Source ::
++++
This logic stuff is pretty tricky, but I'll try to explain how exactly the distinction between truth and provability matters in this problem. It was quite an epiphany when it hit me.

The first proposition indeed holds for every program. But it is not what is used to show that A returns 1. What is really used is this: A can prove that the first proposition holds for A by looking at the source code of A. This is definitely not the case for every program! (Provability-of-provability does not imply provability-of-truth. This is the whole point of Löb's Theorem.) A's proof of the first proposition relies on how the code of A looks - specifically, that it says explicitly "if provable then return 1". This proof would break if the structure of A were changed. For example, if A were searching for both proofs and disproofs that it would output 1, it wouldn't be able to prove the first proposition quite so easily, and maybe not at all.

Comment author: RobinZ 30 July 2010 07:37:15PM 1 point [-]

I'm still confused, sadly.
++++
Given entries ::
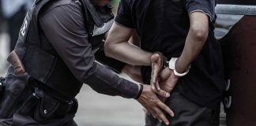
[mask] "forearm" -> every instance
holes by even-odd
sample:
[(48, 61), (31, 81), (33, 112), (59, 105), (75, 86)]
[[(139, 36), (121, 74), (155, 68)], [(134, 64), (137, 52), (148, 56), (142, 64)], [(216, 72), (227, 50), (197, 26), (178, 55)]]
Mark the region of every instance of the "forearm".
[(201, 51), (209, 33), (209, 21), (205, 14), (192, 13), (190, 28), (186, 39), (185, 46), (181, 56), (175, 64), (175, 70), (182, 73)]
[(128, 43), (134, 32), (133, 28), (115, 23), (105, 43), (107, 56), (134, 65), (151, 65), (152, 53)]
[(113, 44), (106, 55), (134, 65), (151, 65), (152, 53), (145, 51), (128, 42)]
[(138, 94), (138, 85), (111, 73), (105, 67), (97, 65), (94, 72), (84, 80), (98, 93), (134, 98)]

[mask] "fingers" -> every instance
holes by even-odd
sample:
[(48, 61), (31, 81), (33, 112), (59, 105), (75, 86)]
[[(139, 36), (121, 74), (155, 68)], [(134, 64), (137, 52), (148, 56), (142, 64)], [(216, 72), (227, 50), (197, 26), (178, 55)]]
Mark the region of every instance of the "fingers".
[(154, 91), (156, 94), (157, 94), (158, 95), (160, 95), (160, 97), (164, 97), (164, 98), (168, 98), (170, 97), (170, 93), (167, 92), (164, 90), (160, 90), (160, 91)]
[(158, 54), (152, 54), (151, 57), (152, 62), (152, 72), (151, 72), (151, 85), (152, 86), (152, 90), (160, 90), (158, 83), (158, 76), (162, 68), (162, 61), (160, 56)]
[(162, 102), (160, 102), (160, 101), (157, 102), (157, 105), (164, 111), (165, 111), (166, 113), (168, 113), (171, 117), (174, 117), (175, 116), (173, 111), (168, 106), (167, 106), (164, 103), (163, 103)]
[(162, 80), (166, 80), (170, 77), (171, 75), (171, 70), (169, 68), (165, 68), (162, 70), (160, 76)]
[(156, 117), (160, 122), (164, 121), (166, 125), (168, 125), (170, 124), (163, 111), (159, 108), (154, 108), (154, 109), (151, 111), (151, 113), (153, 117)]

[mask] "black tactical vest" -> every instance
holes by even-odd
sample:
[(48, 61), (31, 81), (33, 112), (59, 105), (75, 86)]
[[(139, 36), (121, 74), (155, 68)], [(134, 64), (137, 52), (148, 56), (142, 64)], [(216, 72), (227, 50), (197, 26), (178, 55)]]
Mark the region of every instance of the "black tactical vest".
[[(43, 46), (51, 44), (40, 40), (39, 13), (43, 6), (53, 1), (35, 1), (24, 20), (15, 50), (36, 85), (61, 101), (70, 101), (77, 94), (82, 83), (71, 73), (57, 53), (50, 54), (43, 50)], [(96, 11), (90, 0), (81, 0), (81, 2), (84, 6), (85, 28), (89, 33), (89, 42), (93, 48), (96, 48), (101, 43), (96, 40), (101, 40), (103, 33), (109, 30), (114, 16), (107, 6), (107, 9), (105, 9), (107, 11), (100, 13)]]

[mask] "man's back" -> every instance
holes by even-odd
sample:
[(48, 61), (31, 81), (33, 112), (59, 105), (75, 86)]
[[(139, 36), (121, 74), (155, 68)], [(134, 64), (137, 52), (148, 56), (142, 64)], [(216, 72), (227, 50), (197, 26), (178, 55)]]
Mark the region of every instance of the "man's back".
[[(208, 39), (177, 88), (190, 100), (209, 108), (218, 106), (224, 83), (220, 46), (213, 33), (214, 6), (214, 0), (122, 0), (115, 18), (118, 24), (137, 31), (141, 49), (160, 51), (170, 60), (183, 53), (190, 27), (190, 14), (205, 13), (209, 22)], [(149, 83), (150, 69), (142, 66), (145, 83)]]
++++
Problem details :: Please carry on the comment thread about truth versus provability, starting right after its final sentence.

Exercise answer ::
Comment author: cousin_it 30 July 2010 07:47:11PM 0 points [-]

Can you follow Eliezer's cartoon proof of Löb's Theorem, linked from the post? It's kind of a prerequisite to understand what's happening here.

Comment author: RobinZ 30 July 2010 08:15:08PM 0 points [-]

I believe follow Eliezer's proof - should I look over your proof again?

Comment author: cousin_it 30 July 2010 08:19:47PM *  0 points [-]

Well, my proof is basically a rewrite of Eliezer's proof in another notation and with tracking of proof lengths. The exact same steps in the exact same sequence. Even the name of the "box" statement is taken from there. So you can try, yeah.